● MATERIAL SHOWN:
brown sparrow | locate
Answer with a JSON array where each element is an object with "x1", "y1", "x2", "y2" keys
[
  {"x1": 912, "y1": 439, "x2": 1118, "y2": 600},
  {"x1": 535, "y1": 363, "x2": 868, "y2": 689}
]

● ABOUT THIS EXERCISE: Full transcription, please: every entry, exactly as written.

● SOLUTION TO THIS PROBLEM:
brown sparrow | locate
Answer with a JSON array where each element is an object with "x1", "y1", "x2", "y2" keys
[
  {"x1": 912, "y1": 439, "x2": 1118, "y2": 600},
  {"x1": 535, "y1": 363, "x2": 868, "y2": 689}
]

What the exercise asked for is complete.